求める内容: ALBとEC2のログ設定を扱った下の原文を、一字も変えずに全文出力せよ。

原文:
• • • • •
172.31.8.105 - - [18/Feb/2025:05:45:25 +0000] "GET / HTTP/1.1" 200 3324 "-" "Mozilla/5.0 (Windows NT 10.0; Win64; x64; rv:135.0) Gecko/20100101 Firefox/135.0" xxx.xxx.xxx.xxx 

このように実際のクライアント名も記録されるようになる

Cloudwatch Logsに転送する

https://zenn.dev/catatsumuri/articles/e933567b128875

この辺。ALB + EC2構成だとほぼ必須

ALBの設定変更

これは意外と変なところにあって「属性」とういタブっぽいところからアクセスする


X-Forwarded-Forはこの辺で設定されている。これはそのままにしておいていいとは思うが


ALBのログを取る

これはhttpdがcloudwatchに転送するログより前で取るので、ほとんど保全用のログであり、根本的にリアルタイム解析を目的としていない。従って保存先は基本的にS3になる。しかも保存設定にクセがあるので注意が必要だ。
• • • • •
提供データ:
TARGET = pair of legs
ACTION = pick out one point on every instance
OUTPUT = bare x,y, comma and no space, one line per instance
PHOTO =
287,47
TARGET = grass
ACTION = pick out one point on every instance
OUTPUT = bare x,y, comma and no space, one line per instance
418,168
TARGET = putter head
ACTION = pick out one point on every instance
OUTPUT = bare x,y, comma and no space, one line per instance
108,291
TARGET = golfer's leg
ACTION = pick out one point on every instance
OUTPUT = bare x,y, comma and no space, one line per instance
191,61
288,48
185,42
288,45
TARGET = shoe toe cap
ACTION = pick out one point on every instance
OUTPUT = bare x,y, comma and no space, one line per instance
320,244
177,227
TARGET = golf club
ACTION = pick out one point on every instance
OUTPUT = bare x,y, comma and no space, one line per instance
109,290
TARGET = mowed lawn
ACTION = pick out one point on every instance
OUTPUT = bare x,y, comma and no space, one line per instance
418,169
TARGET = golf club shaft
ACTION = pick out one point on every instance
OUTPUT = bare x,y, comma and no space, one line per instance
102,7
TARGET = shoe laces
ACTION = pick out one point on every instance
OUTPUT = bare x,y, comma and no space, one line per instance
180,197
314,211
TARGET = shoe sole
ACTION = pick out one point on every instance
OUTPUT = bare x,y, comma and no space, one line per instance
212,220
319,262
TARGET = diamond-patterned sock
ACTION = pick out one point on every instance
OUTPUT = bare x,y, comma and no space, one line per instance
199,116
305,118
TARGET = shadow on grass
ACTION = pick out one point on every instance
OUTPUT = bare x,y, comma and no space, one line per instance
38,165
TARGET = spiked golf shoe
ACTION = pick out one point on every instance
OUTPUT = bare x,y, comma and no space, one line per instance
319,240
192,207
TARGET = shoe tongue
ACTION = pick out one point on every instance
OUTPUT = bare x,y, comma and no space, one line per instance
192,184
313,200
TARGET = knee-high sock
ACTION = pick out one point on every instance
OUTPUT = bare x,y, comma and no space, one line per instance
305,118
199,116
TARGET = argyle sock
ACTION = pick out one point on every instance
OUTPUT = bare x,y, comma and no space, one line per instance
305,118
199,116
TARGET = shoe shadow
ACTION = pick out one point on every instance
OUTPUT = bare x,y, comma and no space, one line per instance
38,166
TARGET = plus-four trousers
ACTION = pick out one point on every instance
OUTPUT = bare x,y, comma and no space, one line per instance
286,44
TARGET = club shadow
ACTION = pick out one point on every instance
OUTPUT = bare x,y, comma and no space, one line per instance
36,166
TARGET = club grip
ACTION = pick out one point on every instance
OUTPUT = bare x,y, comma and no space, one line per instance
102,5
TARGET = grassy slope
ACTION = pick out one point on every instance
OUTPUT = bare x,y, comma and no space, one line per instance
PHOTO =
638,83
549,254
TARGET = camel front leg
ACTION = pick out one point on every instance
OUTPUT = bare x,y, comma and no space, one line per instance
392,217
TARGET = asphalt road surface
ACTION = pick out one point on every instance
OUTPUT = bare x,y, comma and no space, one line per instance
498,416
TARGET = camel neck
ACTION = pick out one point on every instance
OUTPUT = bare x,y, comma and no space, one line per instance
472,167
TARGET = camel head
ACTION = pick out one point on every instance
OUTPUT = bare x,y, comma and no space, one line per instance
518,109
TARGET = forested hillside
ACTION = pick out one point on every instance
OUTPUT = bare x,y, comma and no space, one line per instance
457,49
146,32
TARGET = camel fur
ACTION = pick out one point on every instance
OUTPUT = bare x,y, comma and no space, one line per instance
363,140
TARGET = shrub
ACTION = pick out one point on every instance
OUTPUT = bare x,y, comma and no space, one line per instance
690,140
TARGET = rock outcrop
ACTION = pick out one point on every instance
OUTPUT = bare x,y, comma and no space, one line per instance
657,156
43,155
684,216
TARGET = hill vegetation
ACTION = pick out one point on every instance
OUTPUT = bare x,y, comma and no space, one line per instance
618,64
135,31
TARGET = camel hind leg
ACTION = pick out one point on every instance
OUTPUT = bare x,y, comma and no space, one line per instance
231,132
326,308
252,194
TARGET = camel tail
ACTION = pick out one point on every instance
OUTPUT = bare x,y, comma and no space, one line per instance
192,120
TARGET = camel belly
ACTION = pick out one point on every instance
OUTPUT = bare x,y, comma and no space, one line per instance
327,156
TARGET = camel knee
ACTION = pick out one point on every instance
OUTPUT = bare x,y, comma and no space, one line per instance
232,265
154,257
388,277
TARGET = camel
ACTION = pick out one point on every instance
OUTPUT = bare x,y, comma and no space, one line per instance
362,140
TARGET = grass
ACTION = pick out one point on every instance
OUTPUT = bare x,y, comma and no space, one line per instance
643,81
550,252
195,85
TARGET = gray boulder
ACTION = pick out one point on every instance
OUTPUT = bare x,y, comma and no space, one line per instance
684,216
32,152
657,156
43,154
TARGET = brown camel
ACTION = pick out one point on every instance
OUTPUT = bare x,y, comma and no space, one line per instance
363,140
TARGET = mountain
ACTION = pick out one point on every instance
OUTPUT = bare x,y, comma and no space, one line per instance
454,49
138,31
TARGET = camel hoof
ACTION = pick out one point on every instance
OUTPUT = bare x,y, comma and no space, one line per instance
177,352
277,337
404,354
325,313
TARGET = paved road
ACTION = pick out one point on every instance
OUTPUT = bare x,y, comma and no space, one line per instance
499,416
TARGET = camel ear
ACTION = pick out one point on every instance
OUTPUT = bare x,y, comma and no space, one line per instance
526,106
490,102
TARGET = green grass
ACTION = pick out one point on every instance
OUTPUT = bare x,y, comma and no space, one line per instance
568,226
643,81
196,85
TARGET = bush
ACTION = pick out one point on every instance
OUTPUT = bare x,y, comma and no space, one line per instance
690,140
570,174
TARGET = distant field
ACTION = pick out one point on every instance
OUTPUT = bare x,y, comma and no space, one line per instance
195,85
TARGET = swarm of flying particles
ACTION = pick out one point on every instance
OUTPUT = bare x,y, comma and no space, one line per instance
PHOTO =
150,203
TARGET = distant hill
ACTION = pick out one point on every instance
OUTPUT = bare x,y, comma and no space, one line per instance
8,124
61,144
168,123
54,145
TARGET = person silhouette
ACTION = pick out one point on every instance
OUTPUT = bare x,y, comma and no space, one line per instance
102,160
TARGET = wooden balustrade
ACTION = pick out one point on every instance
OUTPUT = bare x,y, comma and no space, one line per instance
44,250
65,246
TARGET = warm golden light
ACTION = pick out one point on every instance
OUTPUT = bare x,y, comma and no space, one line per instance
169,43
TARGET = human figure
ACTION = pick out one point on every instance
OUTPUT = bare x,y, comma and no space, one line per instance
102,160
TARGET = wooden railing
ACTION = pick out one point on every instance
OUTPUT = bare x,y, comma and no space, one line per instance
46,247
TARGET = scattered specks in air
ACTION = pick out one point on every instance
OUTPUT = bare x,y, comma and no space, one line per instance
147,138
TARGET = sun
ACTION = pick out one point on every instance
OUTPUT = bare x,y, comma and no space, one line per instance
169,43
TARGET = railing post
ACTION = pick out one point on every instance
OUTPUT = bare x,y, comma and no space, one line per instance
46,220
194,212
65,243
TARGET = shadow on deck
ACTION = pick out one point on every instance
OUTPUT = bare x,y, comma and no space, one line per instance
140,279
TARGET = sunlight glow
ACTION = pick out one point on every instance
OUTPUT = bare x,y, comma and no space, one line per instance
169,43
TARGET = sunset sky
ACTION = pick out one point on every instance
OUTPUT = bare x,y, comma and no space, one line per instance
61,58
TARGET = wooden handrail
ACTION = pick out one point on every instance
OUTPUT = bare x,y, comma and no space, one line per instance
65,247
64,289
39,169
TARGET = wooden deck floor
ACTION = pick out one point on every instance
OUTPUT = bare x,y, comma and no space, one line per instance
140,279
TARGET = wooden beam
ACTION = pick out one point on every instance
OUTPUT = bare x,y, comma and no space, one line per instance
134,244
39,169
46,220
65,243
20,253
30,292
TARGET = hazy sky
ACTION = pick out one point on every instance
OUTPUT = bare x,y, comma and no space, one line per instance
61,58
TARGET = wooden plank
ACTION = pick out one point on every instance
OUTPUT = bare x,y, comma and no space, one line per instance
• • • • •
解答例:
172.31.8.105 - - [18/Feb/2025:05:45:25 +0000] "GET / HTTP/1.1" 200 3324 "-" "Mozilla/5.0 (Windows NT 10.0; Win64; x64; rv:135.0) Gecko/20100101 Firefox/135.0" xxx.xxx.xxx.xxx 

このように実際のクライアント名も記録されるようになる

Cloudwatch Logsに転送する

https://zenn.dev/catatsumuri/articles/e933567b128875

この辺。ALB + EC2構成だとほぼ必須

ALBの設定変更

これは意外と変なところにあって「属性」とういタブっぽいところからアクセスする


X-Forwarded-Forはこの辺で設定されている。これはそのままにしておいていいとは思うが


ALBのログを取る

これはhttpdがcloudwatchに転送するログより前で取るので、ほとんど保全用のログであり、根本的にリアルタイム解析を目的としていない。従って保存先は基本的にS3になる。しかも保存設定にクセがあるので注意が必要だ。